A grande novidade nas Letras amapaenses é a publicação de cinco poemas de Joãozinho Gomes, na Revista Brasileira – publicação trimestral da Academia Brasileira de Letras – editada por Marco Luchesi, quem faz diretamente o convite a que Joãozinho revele naquela revista seus textos. Publicação importante para a confirmação de talentos literários, mas, sobretudo pelo caráter de lançamento de novos escritores, em gêneros como ensaio, narrativa (ficção) e poesia, esta edição da Revista Brasileira, por exemplo – fundada em 14 de julho de 1855 e ainda na ativa, coisa raríssima entre revistas literárias –, apresenta ao leitor nomes consagrados como os de Celso Lafer, Ana Maria Machado, Alfredo Bosi e Evaldo Cabral de Mello. Na seção de poesia, Joãozinho Gomes aparece editado ao lado de Age de Carvalho, Antonio Fabiano e Marcelo Benini. No caso de Joãozinho Gomes, trata-se de sua primeira publicação em revista de circulação nacional, e logo uma secular e aristocrática, que potencializa a arte do poeta de A Flecha Passa (seu primeiro livro de poemas, que saiu em 2014) e o apresenta solenemente para o grande público.
A despeito de ser canônica e até protocolar, como sua própria história conta – revista na sua oitava fase, que já lançou as Memórias póstumas de Brás Cubas, de Machado de Assis, O diário de Lázaro, de Fagundes Varela, além de anunciar ao público importantes nomes da crítica literária como Silvio Romero, com sua Introdução à história da literatura brasileira, o germe do que seria mais tarde sua História da literatura brasileira –, a Revista Brasileira da Academia Brasileira de Letras tem também a preocupação de lançar novos nomes e obras nacionalmente, assim como os poemas publicados de Joãozinho Gomes, que são inéditos e fazem parte de seu novo livro de poemas: Sendas de Ápacam. E esse talvez seja o grande condão da Revista Brasileira, que não é outro senão mostrar o que de novo se está produzindo no campo literário.

────────────────────────────────────────

## TAREFA:
Dê continuidade ao texto sobre a publicação dos poemas de Joãozinho Gomes na Revista Brasileira, começando logo após sua última frase.

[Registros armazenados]
────────────────────────────────────────

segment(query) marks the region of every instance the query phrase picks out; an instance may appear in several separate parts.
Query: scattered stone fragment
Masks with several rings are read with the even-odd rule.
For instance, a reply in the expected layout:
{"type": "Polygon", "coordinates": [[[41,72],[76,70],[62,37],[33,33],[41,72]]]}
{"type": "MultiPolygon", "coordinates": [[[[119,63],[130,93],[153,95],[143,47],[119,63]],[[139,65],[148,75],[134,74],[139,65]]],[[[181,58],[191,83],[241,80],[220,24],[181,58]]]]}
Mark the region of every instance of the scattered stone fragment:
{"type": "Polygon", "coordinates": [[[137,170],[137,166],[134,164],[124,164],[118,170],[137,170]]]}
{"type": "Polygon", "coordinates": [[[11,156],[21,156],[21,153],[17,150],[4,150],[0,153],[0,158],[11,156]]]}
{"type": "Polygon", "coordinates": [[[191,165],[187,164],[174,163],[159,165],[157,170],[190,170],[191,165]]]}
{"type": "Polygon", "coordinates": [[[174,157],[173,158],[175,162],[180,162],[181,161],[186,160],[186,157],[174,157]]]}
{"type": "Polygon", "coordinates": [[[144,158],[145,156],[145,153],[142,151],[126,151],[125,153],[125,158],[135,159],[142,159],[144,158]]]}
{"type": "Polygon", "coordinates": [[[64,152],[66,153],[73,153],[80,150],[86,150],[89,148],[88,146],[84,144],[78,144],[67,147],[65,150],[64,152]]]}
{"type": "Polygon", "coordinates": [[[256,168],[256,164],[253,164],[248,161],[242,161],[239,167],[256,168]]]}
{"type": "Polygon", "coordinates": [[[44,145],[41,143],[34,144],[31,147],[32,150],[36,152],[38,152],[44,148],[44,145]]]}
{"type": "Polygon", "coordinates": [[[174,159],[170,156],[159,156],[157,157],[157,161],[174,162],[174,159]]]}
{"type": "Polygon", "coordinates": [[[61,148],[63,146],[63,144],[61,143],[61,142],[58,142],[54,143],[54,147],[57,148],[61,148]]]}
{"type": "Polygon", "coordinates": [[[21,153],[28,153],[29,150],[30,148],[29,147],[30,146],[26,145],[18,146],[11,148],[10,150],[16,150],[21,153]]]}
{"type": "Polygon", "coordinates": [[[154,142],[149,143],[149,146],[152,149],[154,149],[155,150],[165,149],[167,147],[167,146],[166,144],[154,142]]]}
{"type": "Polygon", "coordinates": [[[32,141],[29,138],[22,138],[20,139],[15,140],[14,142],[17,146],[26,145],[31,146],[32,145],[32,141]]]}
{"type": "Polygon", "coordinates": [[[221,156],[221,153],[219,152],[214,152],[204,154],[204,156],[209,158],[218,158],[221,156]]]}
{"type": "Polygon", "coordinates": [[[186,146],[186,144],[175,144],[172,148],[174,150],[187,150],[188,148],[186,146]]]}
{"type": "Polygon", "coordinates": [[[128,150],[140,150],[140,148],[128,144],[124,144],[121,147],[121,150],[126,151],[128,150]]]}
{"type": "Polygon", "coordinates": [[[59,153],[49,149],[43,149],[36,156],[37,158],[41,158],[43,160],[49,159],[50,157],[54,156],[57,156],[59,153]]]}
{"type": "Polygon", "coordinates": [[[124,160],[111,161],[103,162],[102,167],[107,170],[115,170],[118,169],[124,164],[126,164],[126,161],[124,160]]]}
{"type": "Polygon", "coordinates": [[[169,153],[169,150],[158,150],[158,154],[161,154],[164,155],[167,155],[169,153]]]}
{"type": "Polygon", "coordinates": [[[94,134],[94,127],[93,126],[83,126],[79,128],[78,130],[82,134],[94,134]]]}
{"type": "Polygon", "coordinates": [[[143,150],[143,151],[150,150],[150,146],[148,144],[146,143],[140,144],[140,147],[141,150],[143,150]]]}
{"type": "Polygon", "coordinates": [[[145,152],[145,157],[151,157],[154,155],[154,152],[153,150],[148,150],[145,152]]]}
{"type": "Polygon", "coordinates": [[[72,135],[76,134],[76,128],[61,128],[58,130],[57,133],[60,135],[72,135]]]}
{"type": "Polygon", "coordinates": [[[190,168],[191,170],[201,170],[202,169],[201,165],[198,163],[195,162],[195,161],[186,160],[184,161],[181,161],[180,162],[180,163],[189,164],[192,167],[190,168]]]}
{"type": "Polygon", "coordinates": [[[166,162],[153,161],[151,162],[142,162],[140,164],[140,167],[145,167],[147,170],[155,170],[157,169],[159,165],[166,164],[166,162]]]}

────────────────────────────────────────

## RESULTADO DA TAREFA:
Cinco são os poemas de Joãozinho Gomes presentes nesta edição da Revista Brasileira: “As Torres Do Teu Último Castelo”, “Dérame e Midera”, “É Difícil”, “Seteiros de Outubro” – que acompanha uma versão manuscrita e autografada do poeta [1]– e “Eito de Heitor”. Nesses poemas, ainda ecoam as vozes mitoeróticas evocadas em A Libido de Érato – outro inédito de Joãozinho Gomes, com ilustrações de Paulo Flores e, por mim, prefaciado – e em boa parte da obra poético musical deste artista que somente agora, depois de carreira consolidada na área musical, como importante letrista da música brasileira, avança para alcançar o reconhecimento (ao mesmo tempo tardio e merecido) com sua lavra literária.
Já o poema “O Banho de Ápacam” – que não está na Revista Brasileira, mas certamente orienta os caminhos do livro inédito (Sendas de Ápacam) –é vencedor do premio literário do 50° FEMUP, Festival de Música e Poesia de Paranavaí, no Paraná, em 2015. Tal poema tem uma epígrafe do próprio Joãozinho Gomes, que demonstra a necessidade do novo e da ousadia que esta novidade encerra: “o que o meu olhar nunca viu/ eu acho (deveras) pai d’égua…” O que o leitor ainda não viu – pelo menos pra ficarmos restritos à obra poética de Joãozinho Gomes – certamente vai achar muito pai d’égua. Mas não estamos de todo cegos, graças à Revista Brasileira, que nos brinda com cinco gotas do que será “O Banho de Ápacam”. E o mundo ainda não está todo perdido, com suas cidades todas arrasadas por conta da poesia e do poeta, este sempre um Buda messiânico.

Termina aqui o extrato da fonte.